# Action item:
Transcribe the following entries word for word; no picture is to appear in the copy.

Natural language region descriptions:
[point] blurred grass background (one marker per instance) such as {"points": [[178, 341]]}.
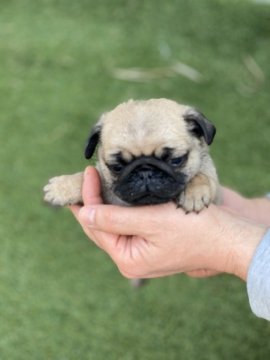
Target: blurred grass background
{"points": [[60, 297]]}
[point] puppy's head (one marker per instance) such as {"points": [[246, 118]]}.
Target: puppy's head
{"points": [[149, 150]]}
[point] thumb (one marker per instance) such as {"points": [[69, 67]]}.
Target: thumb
{"points": [[119, 220]]}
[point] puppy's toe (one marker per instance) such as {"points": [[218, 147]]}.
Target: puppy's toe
{"points": [[195, 199], [60, 191]]}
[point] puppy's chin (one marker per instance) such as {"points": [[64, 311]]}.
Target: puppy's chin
{"points": [[149, 181]]}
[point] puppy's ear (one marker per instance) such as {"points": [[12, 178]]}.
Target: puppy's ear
{"points": [[93, 140], [200, 126]]}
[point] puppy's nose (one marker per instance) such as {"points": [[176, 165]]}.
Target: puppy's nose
{"points": [[145, 172]]}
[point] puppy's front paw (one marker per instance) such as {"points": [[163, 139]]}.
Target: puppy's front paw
{"points": [[64, 190], [197, 195]]}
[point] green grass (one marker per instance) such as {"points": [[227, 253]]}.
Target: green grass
{"points": [[60, 297]]}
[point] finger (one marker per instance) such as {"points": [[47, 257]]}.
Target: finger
{"points": [[141, 221], [91, 189]]}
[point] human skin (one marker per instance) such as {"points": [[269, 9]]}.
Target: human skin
{"points": [[161, 240]]}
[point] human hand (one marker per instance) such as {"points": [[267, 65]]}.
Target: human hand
{"points": [[160, 240]]}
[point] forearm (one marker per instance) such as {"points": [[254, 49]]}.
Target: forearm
{"points": [[257, 209]]}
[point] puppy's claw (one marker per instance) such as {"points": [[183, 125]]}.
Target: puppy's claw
{"points": [[64, 190]]}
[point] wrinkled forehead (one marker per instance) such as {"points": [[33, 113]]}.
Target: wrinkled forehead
{"points": [[140, 129]]}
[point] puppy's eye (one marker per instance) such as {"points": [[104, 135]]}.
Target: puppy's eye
{"points": [[116, 168], [178, 161]]}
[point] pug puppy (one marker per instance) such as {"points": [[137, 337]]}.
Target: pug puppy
{"points": [[149, 152]]}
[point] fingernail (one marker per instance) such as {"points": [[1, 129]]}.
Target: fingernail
{"points": [[86, 171], [87, 214]]}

# Exercise answer:
[point] blurred grass background (one marker per instance) such as {"points": [[178, 341]]}.
Target: blurred grass background
{"points": [[60, 297]]}
[point] puppy's head (one marker per instance) such as {"points": [[246, 118]]}.
Target: puppy's head
{"points": [[149, 150]]}
[point] thumb (one marker per instance) such as {"points": [[69, 67]]}.
Target: thumb
{"points": [[119, 220]]}
[point] puppy's toe (one marker per instance) such as {"points": [[218, 147]]}.
Target: puppy's toe
{"points": [[195, 199], [60, 191]]}
[point] puppy's chin (one marker per instance) such as {"points": [[64, 311]]}.
Target: puppy's chin
{"points": [[149, 181]]}
[point] puppy's ear (one marker per instance) such as {"points": [[12, 178]]}.
Target: puppy's ear
{"points": [[93, 140], [200, 126]]}
[point] puppy's nose (one marker per instance) such as {"points": [[176, 165]]}.
Target: puppy's nose
{"points": [[145, 172]]}
[point] puppy's front paw (one marker per instance) such as {"points": [[163, 139]]}.
Target: puppy's front paw
{"points": [[64, 190], [197, 195]]}
[point] green grass (one marker per instance) such as {"points": [[227, 253]]}.
Target: green grass
{"points": [[60, 297]]}
[point] finger (one marker per instance) such as {"points": [[47, 257]]}.
Target: finger
{"points": [[141, 221], [91, 189]]}
[point] human skin (one marker per instance) such as {"points": [[269, 9]]}.
Target: human skin
{"points": [[161, 240]]}
[point] human hand (one marker per instance) such as {"points": [[267, 65]]}.
Target: human hand
{"points": [[160, 240]]}
[point] forearm (one marker per instance) such as {"points": [[254, 49]]}.
Target: forearm
{"points": [[257, 209]]}
[point] puppy's claw (one marker per instance) such as {"points": [[183, 125]]}.
Target: puppy's claw
{"points": [[64, 190]]}
[point] wrinkled forehead (one marker per instance) such as {"points": [[33, 113]]}.
Target: wrinkled forehead
{"points": [[140, 129]]}
[point] puppy's eye (one marker per instance) such as {"points": [[104, 135]]}.
Target: puppy's eye
{"points": [[116, 168], [178, 161]]}
[point] pug puppy (one marker per instance) such as {"points": [[137, 337]]}.
Target: pug puppy
{"points": [[149, 152]]}
[point] fingernail (one marker per instance) such as {"points": [[1, 129]]}.
Target: fingernail
{"points": [[86, 171], [87, 214]]}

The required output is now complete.